> **Required action**: Reproduce the part of the article on citation accuracy from "Open in a new" to "propagating the inaccuracies.", substituting "citation errors" for every "quotation errors".

Text segment Start Marker

The number of quotation errors did not significantly differ between the included journals. The only independent variable that had a p value of <0.25 was whether the citation was a single citation or part of a string of citations (Table II); this significantly predicted the likelihood that a citation could not be fully substantiated. Single citations were significantly more likely to result in citations that could not be fully substantiated (χ² = 4.57; odds ratio = 2.22; 95% CI = 1.06 to 4.66; p = 0.03). Among single citations, 92 (81.4%) of 113 were fully substantiated, compared with 124 (90.5%) of 137 of string citations. No relationship was found between the rate of quotation errors and the total number of citations in the article, study type, or the graded level of evidence of the article.

TABLE II.

Quotation Errors by Citation Type

	Single Citation	String Citation
Fully substantiated	92	124
Partially substantiated	16	8
Unsubstantiated	4	3
Impossible to substantiate	1	2

Open in a new tab

Discussion

In this study, we quantified the rate and type of quotation errors present in orthopaedic and sports medicine journals with a high impact factor. Although accurate referencing in a scientific article appears to be trivial and straightforward on the surface, quotation errors are prevalent even among top journals. The most notable finding of the current study is that quotation errors were present in 13.6% of the 250 analyzed citations in high-impact-factor orthopaedic and sports medicine journals. Moreover, 2.8% of the claims were completely unsubstantiated by their corresponding citations. This is particularly important given the higher likelihood that papers in these highly cited journals will be further referenced, thus propagating the inaccuracies.

Findings in Relation to Previous Literature

These findings are consistent with the published literature within other orthopaedic surgery subspecialties and other areas of medicine^6-8,10. Luo et al. demonstrated a quotation error of 20% in the foot and ankle literature⁷. Montenegro et al. recently demonstrated similar findings in the spine literature, with a quotation-error rate of 18.6%¹⁰. These findings have been demonstrated in other surgical specialties and subspecialties, with a quotation error rate of 7.8% to 18.6%^10,17-19. Across disciplines, the quotation error varies considerably, with a systematic review in 2015 demonstrating a range from 6.7% to 83% among 28 included studies⁸.

Text segment End Marker
Extracted data Start Marker

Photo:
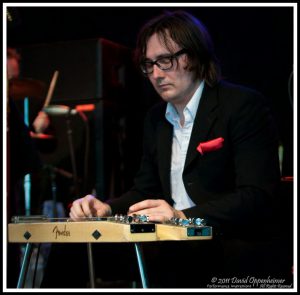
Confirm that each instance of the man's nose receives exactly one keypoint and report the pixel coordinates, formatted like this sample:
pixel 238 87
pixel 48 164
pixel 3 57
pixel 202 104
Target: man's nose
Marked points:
pixel 157 72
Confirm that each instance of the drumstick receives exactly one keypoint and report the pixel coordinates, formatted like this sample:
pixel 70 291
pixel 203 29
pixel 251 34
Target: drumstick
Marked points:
pixel 51 89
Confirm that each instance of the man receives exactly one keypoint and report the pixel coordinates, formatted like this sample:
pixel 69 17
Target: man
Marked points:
pixel 210 151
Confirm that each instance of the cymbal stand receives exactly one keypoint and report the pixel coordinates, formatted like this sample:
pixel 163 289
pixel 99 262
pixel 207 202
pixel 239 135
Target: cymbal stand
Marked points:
pixel 72 152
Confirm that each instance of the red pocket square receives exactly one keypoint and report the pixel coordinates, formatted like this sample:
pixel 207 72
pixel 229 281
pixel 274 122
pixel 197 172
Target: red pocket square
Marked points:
pixel 210 145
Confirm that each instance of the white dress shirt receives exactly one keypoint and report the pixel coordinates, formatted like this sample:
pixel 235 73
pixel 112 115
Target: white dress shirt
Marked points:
pixel 181 139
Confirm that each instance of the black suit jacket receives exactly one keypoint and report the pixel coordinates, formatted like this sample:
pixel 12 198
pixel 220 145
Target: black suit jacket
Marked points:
pixel 233 187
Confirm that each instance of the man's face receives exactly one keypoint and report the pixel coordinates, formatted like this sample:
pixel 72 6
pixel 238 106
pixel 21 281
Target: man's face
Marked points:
pixel 176 85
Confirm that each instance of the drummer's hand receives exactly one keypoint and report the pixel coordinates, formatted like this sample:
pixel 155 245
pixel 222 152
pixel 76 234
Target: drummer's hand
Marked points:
pixel 89 206
pixel 41 122
pixel 157 210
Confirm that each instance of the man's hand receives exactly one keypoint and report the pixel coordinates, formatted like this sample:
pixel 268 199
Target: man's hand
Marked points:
pixel 89 206
pixel 157 210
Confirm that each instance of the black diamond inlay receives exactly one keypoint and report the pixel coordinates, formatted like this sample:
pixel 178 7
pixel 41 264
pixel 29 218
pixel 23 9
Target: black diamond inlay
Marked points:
pixel 96 234
pixel 27 235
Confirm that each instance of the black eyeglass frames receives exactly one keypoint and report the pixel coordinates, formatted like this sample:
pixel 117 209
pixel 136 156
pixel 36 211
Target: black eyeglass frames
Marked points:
pixel 164 62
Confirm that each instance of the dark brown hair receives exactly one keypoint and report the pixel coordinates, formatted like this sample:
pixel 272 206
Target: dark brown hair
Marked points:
pixel 190 34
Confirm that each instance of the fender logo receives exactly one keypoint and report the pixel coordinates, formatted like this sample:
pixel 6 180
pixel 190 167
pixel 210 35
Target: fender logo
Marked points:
pixel 63 232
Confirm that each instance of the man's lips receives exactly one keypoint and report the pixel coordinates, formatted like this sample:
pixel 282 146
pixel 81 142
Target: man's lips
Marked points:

Extracted data End Marker

> **Solution for this problem**:
Open in a new tab

Discussion

In this study, we quantified the rate and type of citation errors present in orthopaedic and sports medicine journals with a high impact factor. Although accurate referencing in a scientific article appears to be trivial and straightforward on the surface, citation errors are prevalent even among top journals. The most notable finding of the current study is that citation errors were present in 13.6% of the 250 analyzed citations in high-impact-factor orthopaedic and sports medicine journals. Moreover, 2.8% of the claims were completely unsubstantiated by their corresponding citations. This is particularly important given the higher likelihood that papers in these highly cited journals will be further referenced, thus propagating the inaccuracies.